▸ **READING TEXT**

━━━

The Sound of Community Being Built

“Wanted to invite anyone in the LA area for another training ride next week. We will be starting from M Street and headed up PCH for 25 miles and back. Hope you can come join us.” (Lincoln Fuge, chef, Lettuce Entertain You)

“Anyone down for a Wednesday or Thursday PCH ride 60 -70 miles   Around 9 am????” (Ryan Osasky, Chef, Church Key)

“Bad news – I got on my bike and it wrecked my back. That being said, is there a different way I can support the race? Are people cooking along the way?” (Amanda Haas, Williams-Sonoma Director of Culinary)

“For those of you that are interested: All levels welcome: I have 5 riders already confirmed. Sunday February 28, 2016   Meet time 6:30am  Roll time 7am”  (Chef Travis Flood)

“6:30am?!  Don’t any of you work in a kitchen until 1 am Saturday night?!”(Chef Ryan Osasky)


Dear Share Our Strength and Community Wealth Partners colleagues:

These are just a fraction of the emails being exchanged among dozens of chef riders for Chefs Cycle 2016. These are the sounds of a community being built. And this is how sharing strength creates community.

Last June, 25 riders signed up to for the California ride, in addition to the 25 who rode from New York to DC on the east coast.  As of this morning 106 have signed up to ride Chefs Cycle 2016. It is only the beginning of March. We will achieve the goal of 200 riders and $1 million in new revenue for the No Kid Hungry campaign. Not just because we are recruiting riders, but because they are recruiting each other.

━━━

Continue the letter about Chefs Cycle 2016 from its last sentence.

━━━

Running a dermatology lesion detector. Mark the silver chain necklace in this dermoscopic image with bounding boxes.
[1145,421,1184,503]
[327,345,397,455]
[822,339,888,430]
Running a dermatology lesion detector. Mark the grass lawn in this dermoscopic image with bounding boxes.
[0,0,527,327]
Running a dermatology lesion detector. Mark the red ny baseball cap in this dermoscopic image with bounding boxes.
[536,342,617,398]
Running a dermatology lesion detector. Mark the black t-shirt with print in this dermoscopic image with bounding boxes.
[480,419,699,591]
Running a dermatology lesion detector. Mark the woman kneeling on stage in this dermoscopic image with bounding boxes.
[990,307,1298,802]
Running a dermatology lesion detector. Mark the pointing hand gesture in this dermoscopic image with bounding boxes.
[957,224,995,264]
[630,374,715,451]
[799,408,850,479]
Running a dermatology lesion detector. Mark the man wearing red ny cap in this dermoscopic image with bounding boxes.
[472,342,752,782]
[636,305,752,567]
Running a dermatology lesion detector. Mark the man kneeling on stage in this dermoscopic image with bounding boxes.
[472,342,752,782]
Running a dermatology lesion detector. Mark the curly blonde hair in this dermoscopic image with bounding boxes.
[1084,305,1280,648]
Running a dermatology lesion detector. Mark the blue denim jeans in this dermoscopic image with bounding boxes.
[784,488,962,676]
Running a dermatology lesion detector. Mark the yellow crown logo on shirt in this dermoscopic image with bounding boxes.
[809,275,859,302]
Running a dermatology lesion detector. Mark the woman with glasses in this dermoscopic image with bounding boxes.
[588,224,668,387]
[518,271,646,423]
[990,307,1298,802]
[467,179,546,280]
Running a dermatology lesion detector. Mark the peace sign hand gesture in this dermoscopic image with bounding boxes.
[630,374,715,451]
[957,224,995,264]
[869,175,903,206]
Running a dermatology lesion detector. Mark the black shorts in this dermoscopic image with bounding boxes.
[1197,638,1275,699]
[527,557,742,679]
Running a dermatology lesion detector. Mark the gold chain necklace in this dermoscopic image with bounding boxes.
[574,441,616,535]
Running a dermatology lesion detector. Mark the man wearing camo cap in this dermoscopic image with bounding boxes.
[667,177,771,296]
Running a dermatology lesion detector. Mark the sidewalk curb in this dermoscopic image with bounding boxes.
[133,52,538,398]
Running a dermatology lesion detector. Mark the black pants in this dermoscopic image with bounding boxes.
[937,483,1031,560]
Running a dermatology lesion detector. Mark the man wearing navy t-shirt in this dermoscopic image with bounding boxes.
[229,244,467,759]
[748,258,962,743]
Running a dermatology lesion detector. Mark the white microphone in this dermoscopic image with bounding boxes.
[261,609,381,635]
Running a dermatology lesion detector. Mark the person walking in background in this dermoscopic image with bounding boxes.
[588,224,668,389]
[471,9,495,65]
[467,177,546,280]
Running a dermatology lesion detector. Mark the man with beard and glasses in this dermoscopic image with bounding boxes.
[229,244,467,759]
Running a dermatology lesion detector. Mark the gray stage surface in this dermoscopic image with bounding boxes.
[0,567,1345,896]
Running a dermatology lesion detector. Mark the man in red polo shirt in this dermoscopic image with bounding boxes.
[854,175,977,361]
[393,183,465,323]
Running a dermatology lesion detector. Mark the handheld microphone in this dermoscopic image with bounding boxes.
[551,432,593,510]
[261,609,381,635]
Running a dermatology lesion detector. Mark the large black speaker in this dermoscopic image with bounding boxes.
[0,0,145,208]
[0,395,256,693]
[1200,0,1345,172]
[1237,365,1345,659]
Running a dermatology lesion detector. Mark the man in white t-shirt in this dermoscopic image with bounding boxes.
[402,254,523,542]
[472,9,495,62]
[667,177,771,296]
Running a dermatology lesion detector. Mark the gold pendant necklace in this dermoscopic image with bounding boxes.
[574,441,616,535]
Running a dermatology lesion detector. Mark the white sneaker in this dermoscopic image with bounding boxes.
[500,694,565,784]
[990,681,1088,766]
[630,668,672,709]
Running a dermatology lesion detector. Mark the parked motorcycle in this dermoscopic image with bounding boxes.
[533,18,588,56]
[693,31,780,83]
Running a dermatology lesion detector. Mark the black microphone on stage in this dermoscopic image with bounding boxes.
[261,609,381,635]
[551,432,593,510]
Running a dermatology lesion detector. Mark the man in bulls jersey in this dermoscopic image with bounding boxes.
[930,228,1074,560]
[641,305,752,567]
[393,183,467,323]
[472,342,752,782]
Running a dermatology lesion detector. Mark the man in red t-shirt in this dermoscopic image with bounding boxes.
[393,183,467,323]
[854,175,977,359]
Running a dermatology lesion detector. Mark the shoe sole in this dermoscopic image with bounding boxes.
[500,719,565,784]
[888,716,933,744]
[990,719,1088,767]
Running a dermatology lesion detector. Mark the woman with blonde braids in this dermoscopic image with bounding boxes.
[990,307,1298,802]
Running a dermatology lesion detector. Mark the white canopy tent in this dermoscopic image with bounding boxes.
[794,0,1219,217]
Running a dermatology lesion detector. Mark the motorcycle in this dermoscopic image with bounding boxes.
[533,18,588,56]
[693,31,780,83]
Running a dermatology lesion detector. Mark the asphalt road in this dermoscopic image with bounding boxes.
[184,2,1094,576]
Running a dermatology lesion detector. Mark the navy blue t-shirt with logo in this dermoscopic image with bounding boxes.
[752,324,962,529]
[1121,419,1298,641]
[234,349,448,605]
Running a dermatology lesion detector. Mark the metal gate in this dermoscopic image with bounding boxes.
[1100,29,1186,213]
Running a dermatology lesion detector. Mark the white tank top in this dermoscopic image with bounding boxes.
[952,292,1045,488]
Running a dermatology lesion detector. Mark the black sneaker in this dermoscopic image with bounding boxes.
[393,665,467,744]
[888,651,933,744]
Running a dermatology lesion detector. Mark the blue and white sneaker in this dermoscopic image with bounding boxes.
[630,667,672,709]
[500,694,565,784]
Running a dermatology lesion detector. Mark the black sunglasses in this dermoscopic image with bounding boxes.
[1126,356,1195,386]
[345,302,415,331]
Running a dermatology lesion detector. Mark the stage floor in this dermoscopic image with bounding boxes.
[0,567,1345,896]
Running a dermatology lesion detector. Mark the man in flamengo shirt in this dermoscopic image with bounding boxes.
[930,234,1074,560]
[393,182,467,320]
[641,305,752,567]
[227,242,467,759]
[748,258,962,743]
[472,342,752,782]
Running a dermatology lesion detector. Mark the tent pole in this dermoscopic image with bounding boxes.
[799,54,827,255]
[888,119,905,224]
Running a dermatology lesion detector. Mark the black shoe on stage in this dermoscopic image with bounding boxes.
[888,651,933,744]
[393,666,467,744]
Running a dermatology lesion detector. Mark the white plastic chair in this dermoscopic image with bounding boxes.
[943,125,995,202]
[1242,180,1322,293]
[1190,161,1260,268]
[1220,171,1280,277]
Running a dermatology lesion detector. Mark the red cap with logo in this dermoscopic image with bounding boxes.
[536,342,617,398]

━━━

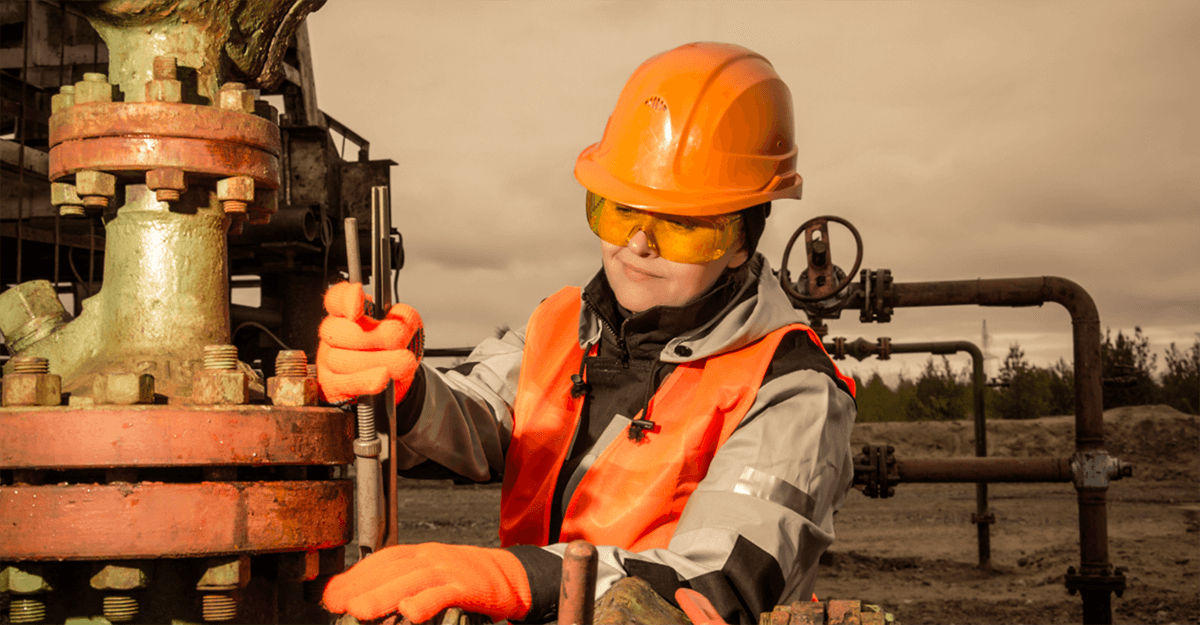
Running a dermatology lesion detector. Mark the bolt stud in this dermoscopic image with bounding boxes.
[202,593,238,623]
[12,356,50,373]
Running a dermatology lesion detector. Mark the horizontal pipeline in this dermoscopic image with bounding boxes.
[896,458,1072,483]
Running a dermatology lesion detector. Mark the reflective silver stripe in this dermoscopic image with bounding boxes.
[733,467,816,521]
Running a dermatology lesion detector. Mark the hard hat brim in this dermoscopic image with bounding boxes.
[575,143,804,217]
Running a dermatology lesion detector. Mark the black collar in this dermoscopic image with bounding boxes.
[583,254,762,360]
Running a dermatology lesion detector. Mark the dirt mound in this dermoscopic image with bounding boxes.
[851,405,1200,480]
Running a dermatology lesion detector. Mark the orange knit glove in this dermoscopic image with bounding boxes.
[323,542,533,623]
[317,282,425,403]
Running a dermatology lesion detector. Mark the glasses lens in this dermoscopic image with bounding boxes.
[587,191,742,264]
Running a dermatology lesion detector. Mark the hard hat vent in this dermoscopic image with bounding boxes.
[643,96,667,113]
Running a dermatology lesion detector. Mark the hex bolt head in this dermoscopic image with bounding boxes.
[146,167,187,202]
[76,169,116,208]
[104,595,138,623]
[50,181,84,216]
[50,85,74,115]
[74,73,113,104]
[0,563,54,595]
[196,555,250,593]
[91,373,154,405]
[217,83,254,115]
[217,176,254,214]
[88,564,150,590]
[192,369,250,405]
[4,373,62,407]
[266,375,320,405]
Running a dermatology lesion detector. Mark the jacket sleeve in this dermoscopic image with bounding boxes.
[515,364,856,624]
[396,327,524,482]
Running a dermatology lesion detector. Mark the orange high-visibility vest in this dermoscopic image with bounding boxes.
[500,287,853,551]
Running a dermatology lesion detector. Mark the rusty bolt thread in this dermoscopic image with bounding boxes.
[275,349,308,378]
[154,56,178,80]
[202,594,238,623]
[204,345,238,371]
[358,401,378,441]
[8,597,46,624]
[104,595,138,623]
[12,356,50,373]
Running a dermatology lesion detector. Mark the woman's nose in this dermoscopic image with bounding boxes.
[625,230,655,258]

━━━

▸ **RESPONSE TO THIS EXERCISE**
Chefs Cycle has gone viral in the true sense of the word.  It is coursing through the bloodstream of the culinary community and tapping into that deep desire to make a difference, to leverage one’s own strengths, gifts, talents, and passions to serve others. 

Dan Pallotta, inventor of the AIDS rides always asserts that people want to be challenged to do something not easy but hard.  In a world of one-clicks, “likes”, “shares”, etc. , Chefs Cycle is a heavier lift. And that’s its appeal.

The ride route also mirrors our roadmap to ending childhood hunger. Chefs Cycle is not something you can do on your own. At least not easily. You have to embrace being part of something larger than yourself. You have to depend on others to train and find your way and they have to be able to depend on you. You have to stick with a plan but also make constant course corrections to it.

Riding 300 miles in 3 days, and the months of training that precede it, may sound like a test of endurance.  But listen closely and what you will hear are the sounds from the construction site where community is being built.